• _Exercise_:
Below are the entries; give again exactly the lines from the one mentioning "Task: Q: Indicate the man's head" through the one mentioning "Task: Q: Indicate the red stripe", inclusive.

┌─ Data provided

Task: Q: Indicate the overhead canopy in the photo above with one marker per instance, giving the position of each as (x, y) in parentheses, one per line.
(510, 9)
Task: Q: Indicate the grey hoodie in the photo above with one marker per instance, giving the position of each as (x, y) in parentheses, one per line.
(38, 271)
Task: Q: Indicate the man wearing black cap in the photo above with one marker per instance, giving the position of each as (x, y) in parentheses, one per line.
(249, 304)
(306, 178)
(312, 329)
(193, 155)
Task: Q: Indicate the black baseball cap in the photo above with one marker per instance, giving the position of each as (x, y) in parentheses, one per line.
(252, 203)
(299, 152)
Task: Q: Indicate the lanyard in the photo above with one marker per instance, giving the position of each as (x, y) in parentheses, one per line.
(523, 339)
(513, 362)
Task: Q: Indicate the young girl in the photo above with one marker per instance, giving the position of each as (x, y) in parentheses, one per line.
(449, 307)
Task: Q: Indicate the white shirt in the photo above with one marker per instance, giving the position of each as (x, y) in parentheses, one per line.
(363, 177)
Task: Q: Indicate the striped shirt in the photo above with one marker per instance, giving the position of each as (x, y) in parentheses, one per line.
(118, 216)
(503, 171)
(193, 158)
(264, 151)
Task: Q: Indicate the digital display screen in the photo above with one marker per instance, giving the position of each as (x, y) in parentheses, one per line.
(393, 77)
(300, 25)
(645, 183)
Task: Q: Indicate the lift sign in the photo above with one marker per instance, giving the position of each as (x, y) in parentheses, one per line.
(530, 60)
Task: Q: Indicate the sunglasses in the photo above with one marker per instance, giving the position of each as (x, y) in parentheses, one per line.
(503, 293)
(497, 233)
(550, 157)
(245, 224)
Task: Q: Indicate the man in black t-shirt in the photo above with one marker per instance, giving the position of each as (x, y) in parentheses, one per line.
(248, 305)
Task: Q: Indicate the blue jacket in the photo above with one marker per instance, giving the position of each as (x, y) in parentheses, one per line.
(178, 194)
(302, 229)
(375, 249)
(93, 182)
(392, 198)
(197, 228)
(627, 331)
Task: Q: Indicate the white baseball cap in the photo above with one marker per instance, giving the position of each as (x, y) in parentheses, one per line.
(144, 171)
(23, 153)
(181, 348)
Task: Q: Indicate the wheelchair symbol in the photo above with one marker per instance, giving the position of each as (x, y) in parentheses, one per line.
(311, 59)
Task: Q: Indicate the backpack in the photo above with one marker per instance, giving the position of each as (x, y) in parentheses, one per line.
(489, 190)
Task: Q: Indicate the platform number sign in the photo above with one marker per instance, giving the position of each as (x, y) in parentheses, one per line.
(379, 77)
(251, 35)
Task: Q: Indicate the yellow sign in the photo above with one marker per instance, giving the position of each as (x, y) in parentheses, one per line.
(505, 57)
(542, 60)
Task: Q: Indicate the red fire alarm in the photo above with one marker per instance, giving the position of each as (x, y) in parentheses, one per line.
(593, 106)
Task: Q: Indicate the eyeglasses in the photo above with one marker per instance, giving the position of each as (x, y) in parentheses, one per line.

└─
┌─ Data provided

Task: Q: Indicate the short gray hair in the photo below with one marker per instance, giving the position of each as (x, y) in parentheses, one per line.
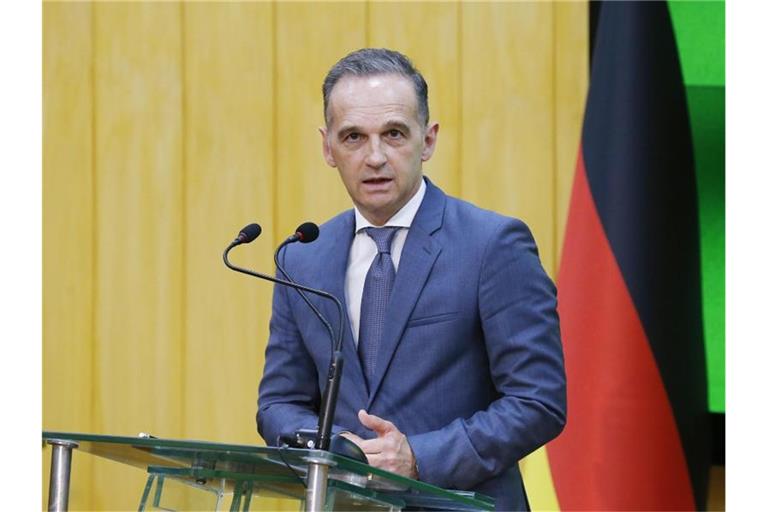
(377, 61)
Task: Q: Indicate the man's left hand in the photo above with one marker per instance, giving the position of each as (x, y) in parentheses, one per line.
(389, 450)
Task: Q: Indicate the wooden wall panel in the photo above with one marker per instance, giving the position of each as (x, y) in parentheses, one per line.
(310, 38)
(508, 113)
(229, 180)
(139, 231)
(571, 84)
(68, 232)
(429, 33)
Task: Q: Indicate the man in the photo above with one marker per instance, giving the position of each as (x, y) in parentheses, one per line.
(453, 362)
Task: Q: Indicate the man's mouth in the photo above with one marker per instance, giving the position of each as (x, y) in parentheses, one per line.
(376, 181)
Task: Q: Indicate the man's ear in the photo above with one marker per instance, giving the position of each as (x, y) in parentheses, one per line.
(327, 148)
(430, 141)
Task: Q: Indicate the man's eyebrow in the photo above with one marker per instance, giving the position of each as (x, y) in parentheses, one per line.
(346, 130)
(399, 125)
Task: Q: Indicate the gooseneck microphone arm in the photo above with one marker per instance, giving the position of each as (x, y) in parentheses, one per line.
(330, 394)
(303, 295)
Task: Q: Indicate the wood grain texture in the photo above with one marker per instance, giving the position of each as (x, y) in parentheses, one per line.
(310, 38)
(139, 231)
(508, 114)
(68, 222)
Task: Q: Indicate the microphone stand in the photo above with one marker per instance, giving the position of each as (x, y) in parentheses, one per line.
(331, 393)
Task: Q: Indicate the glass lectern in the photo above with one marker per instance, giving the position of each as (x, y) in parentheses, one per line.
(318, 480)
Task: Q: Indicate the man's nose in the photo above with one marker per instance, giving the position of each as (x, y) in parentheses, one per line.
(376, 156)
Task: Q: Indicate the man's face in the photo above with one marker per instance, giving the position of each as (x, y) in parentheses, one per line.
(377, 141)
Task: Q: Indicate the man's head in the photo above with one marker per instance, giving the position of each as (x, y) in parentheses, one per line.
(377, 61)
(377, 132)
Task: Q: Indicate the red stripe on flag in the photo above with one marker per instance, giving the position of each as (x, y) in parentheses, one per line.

└─

• _Task output_:
Task: Q: Indicate the man's head in the photo above with one marker per instance, giving the position of each as (x, y) in parentheses, one per line.
(377, 61)
(377, 132)
Task: Q: Indicate the red stripe on flag in the photo above with one marker per instance, giving the position of each as (x, y) in parentheses, one per line.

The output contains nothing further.